**Information given**.
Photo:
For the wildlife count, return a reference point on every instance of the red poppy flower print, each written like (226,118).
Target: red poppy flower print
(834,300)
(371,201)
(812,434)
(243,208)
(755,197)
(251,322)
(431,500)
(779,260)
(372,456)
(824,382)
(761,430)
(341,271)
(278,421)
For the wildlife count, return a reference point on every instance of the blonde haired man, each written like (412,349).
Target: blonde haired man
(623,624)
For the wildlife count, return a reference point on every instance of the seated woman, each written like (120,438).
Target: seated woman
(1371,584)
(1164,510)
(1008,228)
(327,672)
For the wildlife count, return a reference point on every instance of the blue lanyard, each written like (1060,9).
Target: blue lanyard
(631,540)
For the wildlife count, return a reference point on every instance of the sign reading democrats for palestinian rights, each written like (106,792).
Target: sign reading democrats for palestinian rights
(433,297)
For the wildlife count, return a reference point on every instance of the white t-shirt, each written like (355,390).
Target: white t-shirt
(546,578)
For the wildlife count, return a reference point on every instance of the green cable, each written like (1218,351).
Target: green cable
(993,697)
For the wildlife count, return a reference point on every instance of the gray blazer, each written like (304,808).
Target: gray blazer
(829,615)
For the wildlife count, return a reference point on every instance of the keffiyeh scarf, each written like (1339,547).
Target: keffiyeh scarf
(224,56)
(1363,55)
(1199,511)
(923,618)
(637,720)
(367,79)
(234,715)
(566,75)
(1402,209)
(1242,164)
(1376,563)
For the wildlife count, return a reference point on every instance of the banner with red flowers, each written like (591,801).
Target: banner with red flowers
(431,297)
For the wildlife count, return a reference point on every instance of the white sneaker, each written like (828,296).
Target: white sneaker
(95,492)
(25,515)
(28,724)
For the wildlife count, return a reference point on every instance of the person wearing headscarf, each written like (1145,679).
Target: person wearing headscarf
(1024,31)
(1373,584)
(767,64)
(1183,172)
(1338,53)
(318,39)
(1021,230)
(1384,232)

**Work to be completed**.
Reproduce every one of the lines above verbatim, from the first to the last.

**The solution**.
Photo:
For the wildlife count, return a reference point on every instance of the red poppy flower print, each written like (226,118).
Target: red poppy flower print
(834,300)
(371,201)
(812,434)
(243,208)
(755,197)
(251,322)
(431,500)
(779,260)
(372,456)
(824,382)
(761,430)
(341,271)
(278,421)
For the wildlife count, return a reference point on every instance of the blonde haired man, each written like (412,349).
Target: blonde haired man
(623,624)
For the wildlife count, return a reference point on every instance of the seated woman, each written like (120,438).
Target: seated woman
(1371,584)
(1164,510)
(1008,228)
(327,672)
For the wildlife count, return a reference point on every instance of the blue lanyard, each written like (1060,9).
Target: blue lanyard
(631,540)
For the wildlife count, return a reference point on every instance of the sign reading democrats for palestinian rights, each written like (106,792).
Target: sign reading democrats for palestinian rights
(433,297)
For the wildlife count, return a reference point on every instance of the white t-shirt, each written like (355,390).
Target: white t-shirt
(546,578)
For the wildlife count, return a reference point on every instance of the green cable, each written like (1218,351).
Target: green cable
(993,697)
For the wildlife count, return a reference point on every instance of the gray blazer, each written like (304,808).
Target: gray blazer
(829,615)
For the wildlife count, return a reference point on every instance of the keffiyeh scarf, each written like (1339,547).
Target: keffiyeh scarf
(224,56)
(1363,55)
(1199,511)
(923,618)
(637,720)
(367,79)
(234,715)
(566,75)
(1402,209)
(1242,164)
(1376,563)
For the wildlife count, return a reference point on every instance of the banner with red flowers, each written like (591,801).
Target: banner with red flowers
(431,297)
For the wildlife count, return a reference point on every instance of the white sneaker, each written like (828,296).
Target: white sneaker
(95,492)
(25,515)
(28,724)
For the wildlife count, return a reference point on every instance of the person wearing headscarf, each written like (1145,679).
Target: person wearing headscarf
(1024,31)
(1373,584)
(767,64)
(1183,172)
(1338,53)
(318,39)
(1021,230)
(1384,232)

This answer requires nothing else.